::: DATASET EXCERPTS :::

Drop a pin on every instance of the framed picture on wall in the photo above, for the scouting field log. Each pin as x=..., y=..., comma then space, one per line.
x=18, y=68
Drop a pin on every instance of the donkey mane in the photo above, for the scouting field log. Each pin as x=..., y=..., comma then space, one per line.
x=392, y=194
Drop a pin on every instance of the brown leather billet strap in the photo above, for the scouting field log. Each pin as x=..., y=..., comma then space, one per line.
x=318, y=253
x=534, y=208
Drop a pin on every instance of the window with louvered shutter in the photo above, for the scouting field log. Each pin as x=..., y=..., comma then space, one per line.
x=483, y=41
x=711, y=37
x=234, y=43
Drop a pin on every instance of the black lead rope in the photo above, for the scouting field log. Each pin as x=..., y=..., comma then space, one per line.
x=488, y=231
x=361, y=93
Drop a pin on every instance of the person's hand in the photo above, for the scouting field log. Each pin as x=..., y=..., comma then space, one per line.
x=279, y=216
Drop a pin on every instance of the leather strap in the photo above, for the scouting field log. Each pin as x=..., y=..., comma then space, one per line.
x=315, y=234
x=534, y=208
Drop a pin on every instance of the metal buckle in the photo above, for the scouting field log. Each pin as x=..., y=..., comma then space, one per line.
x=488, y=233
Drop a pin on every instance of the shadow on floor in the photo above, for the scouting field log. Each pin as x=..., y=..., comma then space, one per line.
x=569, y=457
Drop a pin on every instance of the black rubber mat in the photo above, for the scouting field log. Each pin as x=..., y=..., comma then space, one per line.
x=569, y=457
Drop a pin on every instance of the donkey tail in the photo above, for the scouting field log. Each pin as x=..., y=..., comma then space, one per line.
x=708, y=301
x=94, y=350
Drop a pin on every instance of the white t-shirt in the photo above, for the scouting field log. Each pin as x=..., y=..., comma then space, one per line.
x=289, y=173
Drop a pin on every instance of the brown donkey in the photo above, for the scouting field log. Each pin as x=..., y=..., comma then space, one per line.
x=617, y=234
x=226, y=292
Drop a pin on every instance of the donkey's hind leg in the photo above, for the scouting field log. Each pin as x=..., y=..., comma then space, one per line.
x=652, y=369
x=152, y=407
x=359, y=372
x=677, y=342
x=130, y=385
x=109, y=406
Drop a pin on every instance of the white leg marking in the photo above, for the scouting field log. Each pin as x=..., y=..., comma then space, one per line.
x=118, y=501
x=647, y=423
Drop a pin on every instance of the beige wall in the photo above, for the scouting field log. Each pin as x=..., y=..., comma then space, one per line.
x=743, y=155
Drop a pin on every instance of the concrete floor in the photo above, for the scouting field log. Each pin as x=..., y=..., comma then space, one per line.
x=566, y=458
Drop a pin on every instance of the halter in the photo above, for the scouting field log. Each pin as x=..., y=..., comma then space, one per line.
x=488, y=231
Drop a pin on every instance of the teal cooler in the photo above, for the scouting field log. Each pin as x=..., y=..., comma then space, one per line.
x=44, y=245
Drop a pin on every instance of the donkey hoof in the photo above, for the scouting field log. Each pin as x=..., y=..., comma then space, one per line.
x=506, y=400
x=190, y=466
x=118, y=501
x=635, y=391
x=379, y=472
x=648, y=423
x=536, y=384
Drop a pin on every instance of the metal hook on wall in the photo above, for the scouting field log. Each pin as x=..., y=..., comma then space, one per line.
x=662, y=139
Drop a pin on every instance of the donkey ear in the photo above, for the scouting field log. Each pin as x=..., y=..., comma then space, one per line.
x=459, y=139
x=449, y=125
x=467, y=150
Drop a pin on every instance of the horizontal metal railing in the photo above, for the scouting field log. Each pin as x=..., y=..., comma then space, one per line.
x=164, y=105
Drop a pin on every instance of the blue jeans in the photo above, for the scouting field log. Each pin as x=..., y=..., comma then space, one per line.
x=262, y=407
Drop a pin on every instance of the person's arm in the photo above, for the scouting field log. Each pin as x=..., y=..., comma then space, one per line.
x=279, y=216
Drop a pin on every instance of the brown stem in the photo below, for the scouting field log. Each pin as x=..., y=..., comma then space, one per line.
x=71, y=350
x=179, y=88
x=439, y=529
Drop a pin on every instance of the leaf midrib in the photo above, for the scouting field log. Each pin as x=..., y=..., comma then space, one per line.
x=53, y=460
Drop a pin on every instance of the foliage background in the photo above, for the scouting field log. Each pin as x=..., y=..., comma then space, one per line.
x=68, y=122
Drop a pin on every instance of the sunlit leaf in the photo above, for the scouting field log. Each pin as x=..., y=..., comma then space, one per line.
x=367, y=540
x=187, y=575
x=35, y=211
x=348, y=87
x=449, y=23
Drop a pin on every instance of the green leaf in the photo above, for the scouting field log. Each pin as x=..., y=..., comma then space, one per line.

:::

Give again only the lines starting at the one that contains "Drop a pin on every instance of the leaf" and running to the end of the data.

EXPECTED ANSWER:
Drop a pin on every instance of the leaf midrib in the photo above, for the scouting field log. Each pin as x=..., y=..., comma then space, one per line.
x=53, y=460
Drop a pin on every instance of the foliage background in the photo above, for the scouting field log. Each pin as x=..., y=..., comma then space, one per line.
x=68, y=122
Drop a pin on every instance of the sunlit leaf in the photo above, for the scouting field log. Each pin as x=..., y=..., comma then space, one per line.
x=367, y=540
x=187, y=575
x=35, y=211
x=348, y=87
x=449, y=23
Drop a pin on every instance of the green leaf in the photo above, for the scouting field log. Each pin as x=..., y=..., comma then space, one per line.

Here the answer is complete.